#### TEXT EXTRACT:

>>>

The works of this series, as the ones of Reversing One's Eyes, convey reflections on identity. The focus is about what is traced in the skin, something that simultaneously delimits and separates. The skin as a sensitive surface, capable of relating with the world. In these works the primary source of knowledge is not the sight, but the action of contact, that is also identified as what the sculpture springs from. Contact is a knowledge that keeps on occurring spontaneously, and imprint is the result of the primary function of touch and a sign of identity.
The skin like the eye, is a boundary element, the end point capable of dividing and separating us from what surrounds us, the final point capable of physically enveloping enormous expanses…
It is the point that allows me, still and after all, to recognize myself.
In a work such as Gli anni dell'albero più uno (The Years of the Tree Plus One, 1969), the collaboration between artist and nature is a process that takes place by exploring, touching and caressing the bark with fingertips to spread a layer of wax equivalent to a growth ring, according to the logic of the natural development. Here, Penone works on the trunk of a tree not through a process of subtraction, as happens with his debarked Trees, but by addition and his fingerprints coexist with those of the bark.

<<<

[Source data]
>>>

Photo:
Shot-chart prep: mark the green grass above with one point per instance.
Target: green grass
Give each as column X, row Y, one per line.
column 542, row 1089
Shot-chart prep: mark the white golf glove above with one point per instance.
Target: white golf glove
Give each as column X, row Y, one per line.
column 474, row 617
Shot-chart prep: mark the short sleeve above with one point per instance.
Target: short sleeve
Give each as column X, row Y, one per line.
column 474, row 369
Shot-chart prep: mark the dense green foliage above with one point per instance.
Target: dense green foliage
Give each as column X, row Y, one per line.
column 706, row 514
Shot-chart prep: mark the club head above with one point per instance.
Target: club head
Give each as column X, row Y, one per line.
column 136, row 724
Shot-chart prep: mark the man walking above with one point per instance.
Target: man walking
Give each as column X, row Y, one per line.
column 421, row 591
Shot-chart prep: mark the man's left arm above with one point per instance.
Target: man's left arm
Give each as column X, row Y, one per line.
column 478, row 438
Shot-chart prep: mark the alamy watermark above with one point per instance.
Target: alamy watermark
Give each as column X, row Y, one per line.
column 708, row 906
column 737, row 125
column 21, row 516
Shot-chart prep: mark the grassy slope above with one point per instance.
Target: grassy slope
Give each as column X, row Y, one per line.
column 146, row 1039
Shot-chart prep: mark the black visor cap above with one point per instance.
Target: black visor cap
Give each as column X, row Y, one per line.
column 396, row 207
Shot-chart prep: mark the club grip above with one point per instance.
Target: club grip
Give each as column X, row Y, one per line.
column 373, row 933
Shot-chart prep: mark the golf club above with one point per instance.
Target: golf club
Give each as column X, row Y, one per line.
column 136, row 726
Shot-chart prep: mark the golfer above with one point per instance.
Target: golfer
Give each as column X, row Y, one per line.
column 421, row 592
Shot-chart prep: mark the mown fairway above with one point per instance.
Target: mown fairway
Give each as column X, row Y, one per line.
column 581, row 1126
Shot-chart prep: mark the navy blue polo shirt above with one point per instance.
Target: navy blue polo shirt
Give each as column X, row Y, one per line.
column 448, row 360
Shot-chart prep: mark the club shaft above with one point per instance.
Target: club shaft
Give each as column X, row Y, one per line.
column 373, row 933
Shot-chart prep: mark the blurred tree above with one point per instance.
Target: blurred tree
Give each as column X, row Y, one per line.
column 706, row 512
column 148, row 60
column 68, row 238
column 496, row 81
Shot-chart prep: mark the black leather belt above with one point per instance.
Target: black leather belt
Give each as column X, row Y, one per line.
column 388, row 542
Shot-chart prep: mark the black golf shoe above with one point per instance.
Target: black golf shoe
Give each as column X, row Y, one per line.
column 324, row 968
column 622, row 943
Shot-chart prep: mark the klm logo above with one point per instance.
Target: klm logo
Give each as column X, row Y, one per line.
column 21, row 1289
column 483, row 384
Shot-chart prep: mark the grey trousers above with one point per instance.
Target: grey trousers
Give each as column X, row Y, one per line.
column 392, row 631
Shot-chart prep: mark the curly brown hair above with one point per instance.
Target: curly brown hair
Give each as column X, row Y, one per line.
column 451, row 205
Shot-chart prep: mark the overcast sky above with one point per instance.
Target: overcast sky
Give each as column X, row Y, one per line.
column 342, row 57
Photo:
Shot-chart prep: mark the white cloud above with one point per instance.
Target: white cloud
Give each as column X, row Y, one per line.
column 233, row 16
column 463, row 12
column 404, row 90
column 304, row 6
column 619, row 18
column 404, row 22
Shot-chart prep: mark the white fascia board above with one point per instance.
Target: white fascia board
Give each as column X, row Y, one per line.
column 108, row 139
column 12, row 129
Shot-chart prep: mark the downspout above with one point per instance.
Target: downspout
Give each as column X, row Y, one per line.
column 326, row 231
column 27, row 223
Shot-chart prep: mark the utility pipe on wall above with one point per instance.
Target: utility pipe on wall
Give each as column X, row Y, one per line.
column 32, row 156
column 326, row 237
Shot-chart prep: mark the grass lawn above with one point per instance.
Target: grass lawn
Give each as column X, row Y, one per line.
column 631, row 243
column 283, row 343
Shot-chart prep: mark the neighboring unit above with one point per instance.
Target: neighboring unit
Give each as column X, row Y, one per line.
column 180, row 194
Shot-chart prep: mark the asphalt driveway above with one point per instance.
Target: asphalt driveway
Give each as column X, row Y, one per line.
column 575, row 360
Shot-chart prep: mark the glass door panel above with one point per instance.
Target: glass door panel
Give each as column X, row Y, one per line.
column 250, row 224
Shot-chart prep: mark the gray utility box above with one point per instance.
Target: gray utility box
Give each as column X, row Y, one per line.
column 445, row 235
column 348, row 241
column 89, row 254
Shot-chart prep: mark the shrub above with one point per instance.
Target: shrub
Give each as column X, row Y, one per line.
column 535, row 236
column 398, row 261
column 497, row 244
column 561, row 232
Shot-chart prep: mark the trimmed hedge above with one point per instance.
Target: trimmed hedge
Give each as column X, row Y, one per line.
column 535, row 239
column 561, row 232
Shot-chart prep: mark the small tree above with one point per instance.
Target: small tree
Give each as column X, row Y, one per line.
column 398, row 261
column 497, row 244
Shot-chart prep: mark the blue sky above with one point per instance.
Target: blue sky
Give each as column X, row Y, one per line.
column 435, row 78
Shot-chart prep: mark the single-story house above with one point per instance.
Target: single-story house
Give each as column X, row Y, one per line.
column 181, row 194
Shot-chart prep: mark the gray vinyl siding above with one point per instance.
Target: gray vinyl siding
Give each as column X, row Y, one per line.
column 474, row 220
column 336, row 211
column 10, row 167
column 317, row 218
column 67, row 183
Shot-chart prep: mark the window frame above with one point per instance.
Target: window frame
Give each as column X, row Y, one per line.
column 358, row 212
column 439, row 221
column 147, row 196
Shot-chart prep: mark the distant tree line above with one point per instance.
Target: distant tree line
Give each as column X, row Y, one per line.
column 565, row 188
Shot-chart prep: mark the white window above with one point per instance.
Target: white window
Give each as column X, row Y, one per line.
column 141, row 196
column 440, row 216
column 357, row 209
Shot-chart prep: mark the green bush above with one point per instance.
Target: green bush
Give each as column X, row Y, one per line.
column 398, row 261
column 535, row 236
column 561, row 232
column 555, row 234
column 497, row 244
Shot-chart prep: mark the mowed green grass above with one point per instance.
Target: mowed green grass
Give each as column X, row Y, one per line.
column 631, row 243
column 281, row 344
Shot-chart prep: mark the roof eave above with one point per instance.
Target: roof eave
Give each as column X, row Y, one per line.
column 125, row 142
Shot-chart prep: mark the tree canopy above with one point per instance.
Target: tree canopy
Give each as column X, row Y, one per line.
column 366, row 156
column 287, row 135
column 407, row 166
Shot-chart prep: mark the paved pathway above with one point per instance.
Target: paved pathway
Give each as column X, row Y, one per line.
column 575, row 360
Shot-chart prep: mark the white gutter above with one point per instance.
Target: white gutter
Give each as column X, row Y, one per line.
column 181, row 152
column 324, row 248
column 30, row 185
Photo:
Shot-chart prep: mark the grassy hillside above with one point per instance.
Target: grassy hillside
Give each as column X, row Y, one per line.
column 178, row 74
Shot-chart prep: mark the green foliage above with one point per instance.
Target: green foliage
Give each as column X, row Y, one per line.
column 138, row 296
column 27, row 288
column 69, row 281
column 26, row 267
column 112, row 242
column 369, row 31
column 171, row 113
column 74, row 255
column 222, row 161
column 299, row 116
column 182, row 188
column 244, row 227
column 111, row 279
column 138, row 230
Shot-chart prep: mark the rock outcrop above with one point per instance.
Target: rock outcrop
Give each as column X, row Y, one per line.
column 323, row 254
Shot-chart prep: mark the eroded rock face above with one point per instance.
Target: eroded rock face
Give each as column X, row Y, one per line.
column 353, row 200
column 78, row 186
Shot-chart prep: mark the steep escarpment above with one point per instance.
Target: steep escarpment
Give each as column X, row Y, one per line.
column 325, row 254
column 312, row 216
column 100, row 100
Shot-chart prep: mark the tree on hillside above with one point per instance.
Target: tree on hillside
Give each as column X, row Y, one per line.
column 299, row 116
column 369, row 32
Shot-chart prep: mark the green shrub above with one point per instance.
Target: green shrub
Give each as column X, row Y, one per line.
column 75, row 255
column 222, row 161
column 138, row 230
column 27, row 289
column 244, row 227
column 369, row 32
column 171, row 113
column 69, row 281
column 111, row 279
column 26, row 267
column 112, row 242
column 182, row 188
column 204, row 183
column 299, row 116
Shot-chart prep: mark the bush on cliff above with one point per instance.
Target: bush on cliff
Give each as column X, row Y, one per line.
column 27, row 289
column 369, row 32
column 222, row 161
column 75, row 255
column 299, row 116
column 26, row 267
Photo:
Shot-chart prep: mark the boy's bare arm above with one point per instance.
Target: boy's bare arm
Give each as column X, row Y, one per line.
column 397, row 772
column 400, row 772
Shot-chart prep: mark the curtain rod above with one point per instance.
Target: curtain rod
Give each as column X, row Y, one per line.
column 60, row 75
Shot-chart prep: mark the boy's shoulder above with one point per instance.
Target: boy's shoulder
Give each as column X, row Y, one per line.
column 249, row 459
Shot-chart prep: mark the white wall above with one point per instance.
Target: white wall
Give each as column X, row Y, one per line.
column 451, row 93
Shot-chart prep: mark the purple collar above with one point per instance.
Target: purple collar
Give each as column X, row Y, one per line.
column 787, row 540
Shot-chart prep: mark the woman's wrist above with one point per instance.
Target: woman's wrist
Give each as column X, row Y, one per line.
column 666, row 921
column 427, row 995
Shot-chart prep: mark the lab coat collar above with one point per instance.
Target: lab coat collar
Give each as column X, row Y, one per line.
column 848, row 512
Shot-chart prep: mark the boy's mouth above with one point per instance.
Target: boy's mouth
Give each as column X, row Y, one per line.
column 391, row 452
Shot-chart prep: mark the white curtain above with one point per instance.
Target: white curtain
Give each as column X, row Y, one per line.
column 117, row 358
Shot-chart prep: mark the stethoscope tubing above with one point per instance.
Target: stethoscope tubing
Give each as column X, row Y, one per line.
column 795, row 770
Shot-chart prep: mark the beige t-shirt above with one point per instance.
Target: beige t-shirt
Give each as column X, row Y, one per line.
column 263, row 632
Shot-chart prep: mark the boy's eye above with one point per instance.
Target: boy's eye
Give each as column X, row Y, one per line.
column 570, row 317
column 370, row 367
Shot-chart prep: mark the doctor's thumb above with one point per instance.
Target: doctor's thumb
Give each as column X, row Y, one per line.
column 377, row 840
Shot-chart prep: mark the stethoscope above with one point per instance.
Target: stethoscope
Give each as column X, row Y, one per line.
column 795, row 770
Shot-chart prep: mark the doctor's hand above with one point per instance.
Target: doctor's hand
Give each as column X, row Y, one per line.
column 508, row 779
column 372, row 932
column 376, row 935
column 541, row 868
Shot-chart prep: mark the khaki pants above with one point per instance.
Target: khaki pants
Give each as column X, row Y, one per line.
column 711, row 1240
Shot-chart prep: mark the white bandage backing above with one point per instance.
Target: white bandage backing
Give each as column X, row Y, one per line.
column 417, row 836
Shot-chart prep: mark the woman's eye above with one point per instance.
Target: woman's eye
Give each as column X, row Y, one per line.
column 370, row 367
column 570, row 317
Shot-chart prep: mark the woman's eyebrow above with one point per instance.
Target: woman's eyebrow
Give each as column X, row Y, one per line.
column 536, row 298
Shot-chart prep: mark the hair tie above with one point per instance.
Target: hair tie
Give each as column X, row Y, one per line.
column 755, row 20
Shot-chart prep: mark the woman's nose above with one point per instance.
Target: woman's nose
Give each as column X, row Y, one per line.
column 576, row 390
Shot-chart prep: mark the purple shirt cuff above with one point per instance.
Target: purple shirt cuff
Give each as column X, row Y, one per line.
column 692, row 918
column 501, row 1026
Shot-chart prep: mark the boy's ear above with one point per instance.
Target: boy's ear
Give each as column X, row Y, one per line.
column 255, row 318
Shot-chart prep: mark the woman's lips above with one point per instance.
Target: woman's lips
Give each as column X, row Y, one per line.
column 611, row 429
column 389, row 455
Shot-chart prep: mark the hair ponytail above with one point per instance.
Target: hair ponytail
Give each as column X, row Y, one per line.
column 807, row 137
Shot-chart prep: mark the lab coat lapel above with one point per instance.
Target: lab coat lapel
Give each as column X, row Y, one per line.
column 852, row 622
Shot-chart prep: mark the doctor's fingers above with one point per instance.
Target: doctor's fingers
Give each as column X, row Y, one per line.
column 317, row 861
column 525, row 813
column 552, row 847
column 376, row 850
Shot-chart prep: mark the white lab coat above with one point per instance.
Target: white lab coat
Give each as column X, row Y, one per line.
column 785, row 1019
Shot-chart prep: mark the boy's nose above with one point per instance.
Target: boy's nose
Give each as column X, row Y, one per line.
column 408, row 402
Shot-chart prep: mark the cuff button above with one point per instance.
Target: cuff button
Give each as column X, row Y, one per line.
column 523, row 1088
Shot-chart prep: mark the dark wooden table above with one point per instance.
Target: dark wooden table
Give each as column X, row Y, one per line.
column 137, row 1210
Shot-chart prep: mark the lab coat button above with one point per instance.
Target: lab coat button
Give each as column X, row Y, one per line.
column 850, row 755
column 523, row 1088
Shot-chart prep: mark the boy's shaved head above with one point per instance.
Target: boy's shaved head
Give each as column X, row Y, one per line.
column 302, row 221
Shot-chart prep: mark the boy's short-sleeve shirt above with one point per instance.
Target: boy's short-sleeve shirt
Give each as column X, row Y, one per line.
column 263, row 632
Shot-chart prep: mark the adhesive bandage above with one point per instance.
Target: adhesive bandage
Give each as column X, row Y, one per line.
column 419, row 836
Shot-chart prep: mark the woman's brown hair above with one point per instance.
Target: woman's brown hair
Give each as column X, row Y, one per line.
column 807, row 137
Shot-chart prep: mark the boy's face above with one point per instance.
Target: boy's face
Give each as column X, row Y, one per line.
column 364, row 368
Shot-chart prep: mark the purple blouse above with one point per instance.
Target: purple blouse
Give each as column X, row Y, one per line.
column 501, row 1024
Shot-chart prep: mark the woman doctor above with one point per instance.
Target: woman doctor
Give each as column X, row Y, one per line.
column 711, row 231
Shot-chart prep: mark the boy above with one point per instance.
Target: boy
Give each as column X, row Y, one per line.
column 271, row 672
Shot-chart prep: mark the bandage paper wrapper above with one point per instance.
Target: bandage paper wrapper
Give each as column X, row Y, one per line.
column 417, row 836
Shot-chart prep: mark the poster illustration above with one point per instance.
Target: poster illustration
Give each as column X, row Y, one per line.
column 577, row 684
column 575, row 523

<<<

#### SET OF TASKS:
A: Write out the part of the text on skin and touch between "The skin like" and "to recognize myself.", inclusive.
B: In the entries, switch "lab coat collar" to "shirt collar" between the lines holding "Shot-chart prep: mark the white wall" and "column 117, row 358", inclusive. Give back only those lines, with everything else unchanged.

#### RESULTS FOR EACH TASK:
A:
The skin like the eye, is a boundary element, the end point capable of dividing and separating us from what surrounds us, the final point capable of physically enveloping enormous expanses…
It is the point that allows me, still and after all, to recognize myself.

B:
Shot-chart prep: mark the white wall above with one point per instance.
Target: white wall
Give each as column X, row Y, one per line.
column 451, row 93
Shot-chart prep: mark the purple collar above with one point per instance.
Target: purple collar
Give each as column X, row Y, one per line.
column 787, row 540
Shot-chart prep: mark the woman's wrist above with one point per instance.
Target: woman's wrist
Give each as column X, row Y, one per line.
column 666, row 921
column 427, row 995
Shot-chart prep: mark the shirt collar above with one point per instance.
Target: shirt collar
Give each as column X, row Y, one per line.
column 848, row 512
Shot-chart prep: mark the boy's mouth above with one point per instance.
Target: boy's mouth
Give each as column X, row Y, one per line.
column 391, row 452
Shot-chart prep: mark the white curtain above with one point per instance.
Target: white curtain
Give each as column X, row Y, one per line.
column 117, row 358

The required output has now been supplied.